Crossing France alone was a fairy tale, through the deep country we could see grazing cows of those beautiful French breeds, white Charolais, and as soon as we saw some, quenchlessly excited my gypsy said
“Look darling, hundreds of them”.
I was wondering which memories came alive from those ancient transhumances from Afghanistan to Hungary.
That bloody spring we decided to go there once more, but during the whole trip I was sad to a unbearable limit. I sobbed, couldn’t drive, I sensed a devouring omen.
Usually when we arrived at the Paris ring road, I became copilot, the destinations there are indicated only with letters and numbers. This time I felt I couldn’t help, as if I did not want to find the right way. My gypsy got angry about my mood and said
“ I don’t want to hear your voice, not a word, shut up, I don’t need you
right now, I know my way alone.”
After a bit I looked up and I saw the big Eiffel Tour in front of us, we were smack in the middle of the city.
This trip was damned. I cried every day, couldn’t enjoy anything, I didn’t know why, but deep within me I was desperate.
After a few days he said
“I think I have cancer.”
It was a very aggressive cancer, he wouldn’t survive.
My voice came out from very deep inside me in screams without brakes, we couldn’t say a word, we couldn’t eat anymore.

Work instruction 1: List every direct quotation that appears in the memoir of the trip across France.
Work instruction 2:
Using the memoir of the trip across France, decide whether each statement agrees with it. Answer yes or no, and quote the words that settle it.
(a) On this trip, the narrator helped find the way on the Paris ring road.
(b) The cows seen in the deep country included white Charolais.
(c) The narrator enjoyed this trip.
Work instruction 3: Extend the memoir of the trip across France, starting after its final sentence.

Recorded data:
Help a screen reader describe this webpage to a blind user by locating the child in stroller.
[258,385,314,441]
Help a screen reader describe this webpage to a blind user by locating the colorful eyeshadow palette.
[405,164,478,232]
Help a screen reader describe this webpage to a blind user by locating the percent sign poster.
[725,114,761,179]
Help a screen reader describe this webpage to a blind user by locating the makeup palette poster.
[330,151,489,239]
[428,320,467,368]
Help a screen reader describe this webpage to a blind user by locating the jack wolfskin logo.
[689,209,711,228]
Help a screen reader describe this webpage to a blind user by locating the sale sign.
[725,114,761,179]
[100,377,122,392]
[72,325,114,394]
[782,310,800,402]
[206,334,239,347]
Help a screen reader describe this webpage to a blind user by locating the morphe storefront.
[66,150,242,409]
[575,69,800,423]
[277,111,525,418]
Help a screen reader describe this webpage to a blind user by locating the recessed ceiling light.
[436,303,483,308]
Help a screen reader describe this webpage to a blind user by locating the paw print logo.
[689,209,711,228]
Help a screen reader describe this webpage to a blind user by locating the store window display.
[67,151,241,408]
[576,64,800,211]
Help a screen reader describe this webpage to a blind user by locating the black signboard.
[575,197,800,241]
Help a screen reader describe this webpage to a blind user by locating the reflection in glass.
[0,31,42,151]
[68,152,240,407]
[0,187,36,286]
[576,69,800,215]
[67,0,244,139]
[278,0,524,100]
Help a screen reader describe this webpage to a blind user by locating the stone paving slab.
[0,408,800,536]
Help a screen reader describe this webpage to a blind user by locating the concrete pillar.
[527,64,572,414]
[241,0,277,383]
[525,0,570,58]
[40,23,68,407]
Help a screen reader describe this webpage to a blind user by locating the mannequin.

Task response 1:
1. “Look darling, hundreds of them”.
2. “I don’t want to hear your voice, not a word, shut up, I don’t need you right now, I know my way alone.”
3. “I think I have cancer.”

Task response 2:
(a) No: "This time I felt I couldn’t help, as if I did not want to find the right way."
(b) Yes: "those beautiful French breeds, white Charolais"
(c) No: "I cried every day, couldn’t enjoy anything"

Task response 3:
Then, one day the unimaginable unexpected happened. A friend of ours, who is a dentist, but also a medical hypnotist called us during a little break for a session. We did it laying on those dentist armchairs and in that short time we totally changed the direction of our energy.
All that despair became love, life, gratitude for staying together for another 24 hours.
We went back to the mountain speaking with the flowers of the Alps.
It was June, time of the St. John’s lily, which is very striking and can heal wounds.
In the evening we climbed the little hill in our village and with our Southern French accent we shouted a doggerel and in that way delivered our words and hopes to the air.
It was about two drunks at the top of the main street of Marseille, singing “Pee pee my beloved companion, all the street belongs to you.”
When he got to the surgery he had to stay many days in intensive care where guests couldn’t easily enter.
Anyway, the medical staff waited for me early in the morning and I stayed ‘til 8 in the evening.
I got to know that when he opened his eyes he said “My wife…”
Nurses regularly brought me something that I never ate.
I leaned my forehead on his left foot and in that way we loved each other all day long.
At night I tried to go back home, four hours by train, to check how our dogs were doing without us and let them know that we hadn’t disappeared.
After some days, suddenly leaving the intensive care ward, I saw myself in a mirror without recognizing me, my hair had become white.
He came back home and thanks to God, hypnosis, flowers, Southern French accent and surgery he survived and everything could restart again.
A year later Mister Guillain Barré came to visit him as chronic paralysis. Against everything and everybody he could be admitted in a hollywoodian paraplegic center. Two days in that wonderful clinic and he could move his toes again and after two months of daily therapy he said to himself
“Today I will stand up, damn, and I will walk again”.
That happened in that big therapy room with fifty of those generous, marvellous therapists, everybody stopped working and they applauded him with tears in their eyes. I could hear them say
“It doesn’t happen every day”.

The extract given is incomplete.